*Image point annotation entries*:
..............................
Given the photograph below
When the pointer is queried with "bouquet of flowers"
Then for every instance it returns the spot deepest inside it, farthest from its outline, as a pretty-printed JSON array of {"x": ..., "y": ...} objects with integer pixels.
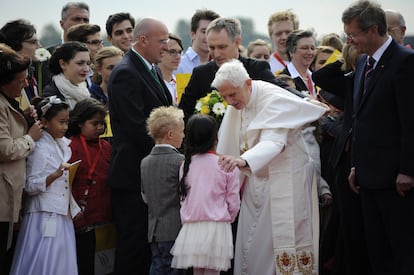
[{"x": 213, "y": 105}]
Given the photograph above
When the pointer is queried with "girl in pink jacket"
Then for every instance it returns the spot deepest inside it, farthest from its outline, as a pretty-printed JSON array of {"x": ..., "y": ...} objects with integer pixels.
[{"x": 210, "y": 203}]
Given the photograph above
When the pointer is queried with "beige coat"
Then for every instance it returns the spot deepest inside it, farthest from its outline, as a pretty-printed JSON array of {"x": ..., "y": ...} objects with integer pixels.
[{"x": 15, "y": 145}]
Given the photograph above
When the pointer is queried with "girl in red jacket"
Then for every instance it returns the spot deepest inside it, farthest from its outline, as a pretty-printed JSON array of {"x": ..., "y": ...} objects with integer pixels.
[{"x": 87, "y": 123}]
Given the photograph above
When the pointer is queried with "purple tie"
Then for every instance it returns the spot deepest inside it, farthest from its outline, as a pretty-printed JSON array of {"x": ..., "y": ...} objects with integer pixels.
[{"x": 369, "y": 68}]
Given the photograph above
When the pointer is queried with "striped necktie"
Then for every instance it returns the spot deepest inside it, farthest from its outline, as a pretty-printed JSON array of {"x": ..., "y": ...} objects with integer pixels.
[{"x": 369, "y": 69}]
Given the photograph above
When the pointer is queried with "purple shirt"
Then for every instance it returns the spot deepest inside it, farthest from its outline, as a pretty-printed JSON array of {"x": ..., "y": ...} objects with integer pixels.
[{"x": 213, "y": 194}]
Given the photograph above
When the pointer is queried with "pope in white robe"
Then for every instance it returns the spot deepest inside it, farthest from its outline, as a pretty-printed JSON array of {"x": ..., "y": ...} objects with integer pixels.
[{"x": 261, "y": 133}]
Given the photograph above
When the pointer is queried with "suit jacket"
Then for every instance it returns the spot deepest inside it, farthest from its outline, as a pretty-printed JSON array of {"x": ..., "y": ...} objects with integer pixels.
[
  {"x": 299, "y": 84},
  {"x": 383, "y": 128},
  {"x": 332, "y": 79},
  {"x": 133, "y": 93},
  {"x": 159, "y": 185},
  {"x": 203, "y": 75}
]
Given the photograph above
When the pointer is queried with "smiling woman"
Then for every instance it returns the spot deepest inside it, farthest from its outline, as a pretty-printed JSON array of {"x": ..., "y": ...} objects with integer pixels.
[{"x": 69, "y": 65}]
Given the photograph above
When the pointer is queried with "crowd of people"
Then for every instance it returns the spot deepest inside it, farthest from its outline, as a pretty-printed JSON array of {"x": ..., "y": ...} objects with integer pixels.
[{"x": 310, "y": 171}]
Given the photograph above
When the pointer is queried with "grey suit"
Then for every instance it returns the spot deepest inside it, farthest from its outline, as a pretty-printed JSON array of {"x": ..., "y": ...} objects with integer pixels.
[{"x": 159, "y": 185}]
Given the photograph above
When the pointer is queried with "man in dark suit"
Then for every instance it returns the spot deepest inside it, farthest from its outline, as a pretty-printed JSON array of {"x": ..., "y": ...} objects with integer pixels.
[
  {"x": 223, "y": 39},
  {"x": 134, "y": 90},
  {"x": 382, "y": 148}
]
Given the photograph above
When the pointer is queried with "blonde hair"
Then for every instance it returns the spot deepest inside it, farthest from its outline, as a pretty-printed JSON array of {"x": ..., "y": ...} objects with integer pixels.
[
  {"x": 162, "y": 120},
  {"x": 279, "y": 16},
  {"x": 105, "y": 52},
  {"x": 258, "y": 42}
]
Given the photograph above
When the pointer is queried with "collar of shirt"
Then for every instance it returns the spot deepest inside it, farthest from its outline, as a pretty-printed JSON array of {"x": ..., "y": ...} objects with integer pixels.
[
  {"x": 149, "y": 65},
  {"x": 380, "y": 51}
]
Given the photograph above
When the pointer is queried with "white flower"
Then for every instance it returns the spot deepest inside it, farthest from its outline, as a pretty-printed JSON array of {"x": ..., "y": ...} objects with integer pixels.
[
  {"x": 198, "y": 106},
  {"x": 42, "y": 54},
  {"x": 219, "y": 108}
]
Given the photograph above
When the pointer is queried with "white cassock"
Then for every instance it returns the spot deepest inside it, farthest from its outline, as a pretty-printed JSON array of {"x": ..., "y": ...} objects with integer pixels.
[{"x": 278, "y": 228}]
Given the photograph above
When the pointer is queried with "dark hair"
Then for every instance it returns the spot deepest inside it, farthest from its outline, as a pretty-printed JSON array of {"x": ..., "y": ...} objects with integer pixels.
[
  {"x": 117, "y": 18},
  {"x": 177, "y": 39},
  {"x": 202, "y": 15},
  {"x": 82, "y": 31},
  {"x": 11, "y": 63},
  {"x": 14, "y": 33},
  {"x": 200, "y": 137},
  {"x": 72, "y": 5},
  {"x": 293, "y": 38},
  {"x": 83, "y": 111},
  {"x": 367, "y": 14},
  {"x": 65, "y": 52},
  {"x": 53, "y": 110}
]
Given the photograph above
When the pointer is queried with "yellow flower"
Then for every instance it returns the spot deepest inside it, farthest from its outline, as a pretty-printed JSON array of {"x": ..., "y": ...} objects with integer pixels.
[
  {"x": 205, "y": 100},
  {"x": 212, "y": 104},
  {"x": 205, "y": 110}
]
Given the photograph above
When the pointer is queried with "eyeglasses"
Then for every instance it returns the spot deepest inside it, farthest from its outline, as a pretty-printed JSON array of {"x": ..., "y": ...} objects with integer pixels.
[
  {"x": 94, "y": 42},
  {"x": 174, "y": 52},
  {"x": 32, "y": 41},
  {"x": 309, "y": 48},
  {"x": 121, "y": 32}
]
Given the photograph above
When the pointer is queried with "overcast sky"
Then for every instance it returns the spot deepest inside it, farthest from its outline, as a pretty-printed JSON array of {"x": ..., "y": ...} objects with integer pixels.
[{"x": 324, "y": 16}]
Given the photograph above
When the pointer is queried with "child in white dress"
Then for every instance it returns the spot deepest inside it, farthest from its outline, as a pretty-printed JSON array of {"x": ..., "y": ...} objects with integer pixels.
[
  {"x": 46, "y": 242},
  {"x": 210, "y": 203}
]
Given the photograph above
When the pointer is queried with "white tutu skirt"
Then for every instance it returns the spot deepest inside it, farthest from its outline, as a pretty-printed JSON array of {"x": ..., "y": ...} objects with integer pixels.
[
  {"x": 206, "y": 244},
  {"x": 45, "y": 255}
]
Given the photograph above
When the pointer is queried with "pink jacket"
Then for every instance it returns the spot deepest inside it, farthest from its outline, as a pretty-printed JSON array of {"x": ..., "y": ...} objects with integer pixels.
[{"x": 213, "y": 195}]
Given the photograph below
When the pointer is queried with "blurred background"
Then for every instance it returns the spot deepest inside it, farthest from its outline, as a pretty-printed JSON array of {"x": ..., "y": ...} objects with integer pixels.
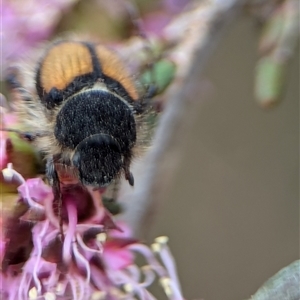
[{"x": 232, "y": 211}]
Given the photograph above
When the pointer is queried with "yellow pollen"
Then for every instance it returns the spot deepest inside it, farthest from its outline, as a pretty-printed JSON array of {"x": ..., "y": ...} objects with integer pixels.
[
  {"x": 33, "y": 293},
  {"x": 166, "y": 284},
  {"x": 156, "y": 248},
  {"x": 128, "y": 288},
  {"x": 50, "y": 296},
  {"x": 162, "y": 240},
  {"x": 99, "y": 295},
  {"x": 8, "y": 173},
  {"x": 101, "y": 237}
]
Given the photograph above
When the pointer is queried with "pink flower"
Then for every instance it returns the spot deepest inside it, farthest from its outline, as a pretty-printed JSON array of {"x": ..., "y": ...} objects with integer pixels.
[
  {"x": 96, "y": 257},
  {"x": 27, "y": 22}
]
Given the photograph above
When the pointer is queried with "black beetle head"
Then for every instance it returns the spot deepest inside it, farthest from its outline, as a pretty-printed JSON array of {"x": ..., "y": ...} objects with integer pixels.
[{"x": 98, "y": 159}]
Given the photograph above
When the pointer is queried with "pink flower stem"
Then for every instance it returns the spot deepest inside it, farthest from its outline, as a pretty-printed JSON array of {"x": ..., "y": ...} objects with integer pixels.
[{"x": 70, "y": 234}]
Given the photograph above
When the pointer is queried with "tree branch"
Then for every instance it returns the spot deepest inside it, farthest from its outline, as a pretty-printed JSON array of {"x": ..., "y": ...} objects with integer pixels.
[{"x": 195, "y": 34}]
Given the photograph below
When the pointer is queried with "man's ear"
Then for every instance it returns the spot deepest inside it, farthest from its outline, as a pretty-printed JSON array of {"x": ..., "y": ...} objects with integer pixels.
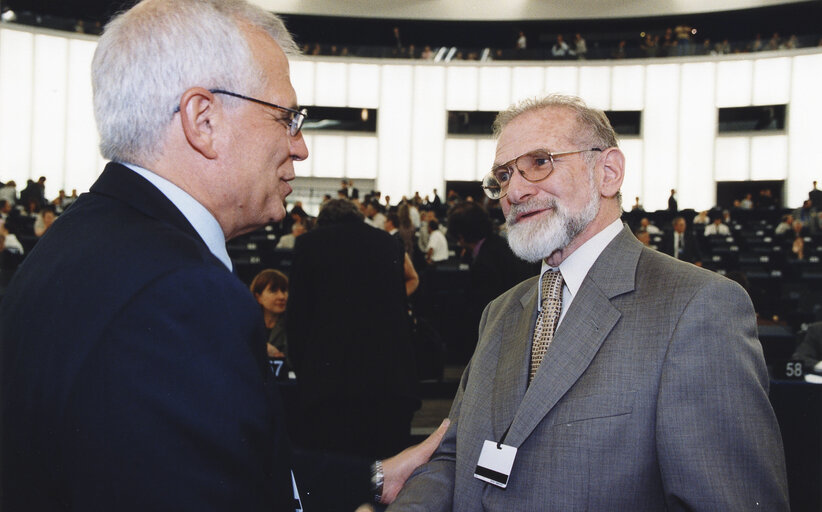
..............................
*EXERCISE DIRECTIONS*: Return every line of the entries above that contains the word "yellow", treating uppercase and lowercase as different.

*SOLUTION FOR THIS TASK*:
When the pointer is queried with "yellow flower"
When the pointer is queried with "yellow pollen"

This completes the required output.